## Start PASSAGE PROVIDED
More and more frequently, Riviera Drive in Mastic Beach becomes simply River Drive, residents say.
Flooding, previously only an occasional nuisance in the South Shore hamlet, has worsened in the past three or four years as water from Narrow Bay inundates local streets and lawns, they say. It has become so bad that storm drains don't function, mail and packages don't get delivered and friends and neighbors can't visit one another.
"The bay basically comes in," resident and civic leader Frank Fugarino said. “It’s paradise except for whatever number days we lost to water.”
Federal, state and local officials gathered Friday at a meeting convened by the office of Rep. Lee Zeldin (R-Shirley) to discuss the problem and potential solutions, such as raising roads and elevating an outflow pipe that becomes submerged in high tides, preventing stormwater from draining back into the bay.
Streets such as Riviera, Whittier, Dahlia and Longfellow drives flooded six times in a three-week period last month alone, Fugarino said. Some residents have sold or donated their properties to be turned into wetlands since superstorm Sandy in 2012.
"Since Sandy, there’s been flooding where my grandchildren have not been able to walk even from my house to my parents’ house” about 200 feet away, said Nicholas Spano, a former state legislator whose family owns six summer homes in the community. Spano, whose brother Mike is mayor of Yonkers, represented the lower Hudson Valley in the Assembly and Senate from 1979 to 2008.
## End PASSAGE PROVIDED
## Start RECORDS PROVIDED
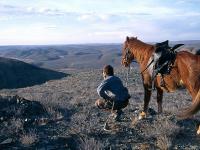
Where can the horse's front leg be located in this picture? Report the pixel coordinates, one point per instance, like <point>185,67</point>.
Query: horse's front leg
<point>159,99</point>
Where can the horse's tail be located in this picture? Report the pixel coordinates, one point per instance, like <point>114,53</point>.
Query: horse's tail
<point>194,108</point>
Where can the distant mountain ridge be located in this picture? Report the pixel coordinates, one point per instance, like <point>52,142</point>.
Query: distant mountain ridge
<point>17,74</point>
<point>80,56</point>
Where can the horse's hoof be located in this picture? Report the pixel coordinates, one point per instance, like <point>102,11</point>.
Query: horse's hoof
<point>142,115</point>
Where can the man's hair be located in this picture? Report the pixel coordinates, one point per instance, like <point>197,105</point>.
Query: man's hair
<point>108,70</point>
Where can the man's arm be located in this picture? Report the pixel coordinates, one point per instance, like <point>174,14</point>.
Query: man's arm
<point>101,90</point>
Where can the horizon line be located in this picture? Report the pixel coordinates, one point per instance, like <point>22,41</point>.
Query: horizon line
<point>100,43</point>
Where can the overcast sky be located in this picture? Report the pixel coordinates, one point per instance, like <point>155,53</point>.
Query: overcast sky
<point>97,21</point>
## End RECORDS PROVIDED
THINGS TO DO:
a – In the Mastic Beach flooding article, how many times did streets such as Riviera, Whittier, Dahlia and Longfellow drives flood last month?
b – Based on the Mastic Beach flooding article, decide whether each statement agrees with it. Answer yes or no, and quote the words that settle it. (i) The office of Rep. Lee Zeldin convened Friday's meeting. (ii) Flooding has always been a serious problem in the hamlet. (iii) Nicholas Spano served in the Assembly and Senate until 2008.
c – Resume the Mastic Beach flooding article, writing on from its final sentence.

RESULTS IN ORDER:
a – Six times in a three-week period.

b –
(i) Yes: "a meeting convened by the office of Rep. Lee Zeldin (R-Shirley)"
(ii) No: "Flooding, previously only an occasional nuisance in the South Shore hamlet"
(iii) Yes: "represented the lower Hudson Valley in the Assembly and Senate from 1979 to 2008"

c –
“It’s been increasingly impossible for us to maintain any quality of life down there," Spano said. "Because we're almost to the point where we need a canoe to get to each others’ homes.”
Flooding on Long Island's low-lying South Shore probably is irreversible, said Alison Branco, coastal director for the Long Island chapter of the Nature Conservancy. She said water levels could rise as much as 6 feet in some areas by the end of the century.
Local officials should begin planning to eventually encourage residents of Mastic Beach and other waterfront communities to pack up and move away, Branco said.
“What they’re experiencing now is only going to become more frequent as time goes on,” Branco said in a telephone interview from her Cold Spring Harbor office. “There‘s really not a whole lot to prevent it. ... It’s time to start figuring out how to help those people get out of harm’s way.”
Efforts such as raising road beds has helped slightly, but not much, residents said.
“I used to think that small improvements might help," Fugarino said. "I’m wrong. Small raises of highways do not matter.”
Spano said he sometimes turns around and returns home to Yonkers when flooding prevents him from reaching Mastic Beach, but his family has not discussed selling their vacation homes.
“We hate to do that because our hearts are in Mastic Beach," Spano said. "We’ve been going out to Mastic Beach since we were small children. We love the area. … We hate to think we’d have to abandon our area [where we] have had so many great, great memories for our family for generations.”
Future water levels
Low and high estimates for rising water levels on Long Island over the next eight decades
Low: 2 inches
High: 10 inches
Low: 8 inches
High: 30 inches
High: 58 inches
Low: 15 inches
High: 72 inches
Source: The Nature Conservancy, "Climate Change Adaptation"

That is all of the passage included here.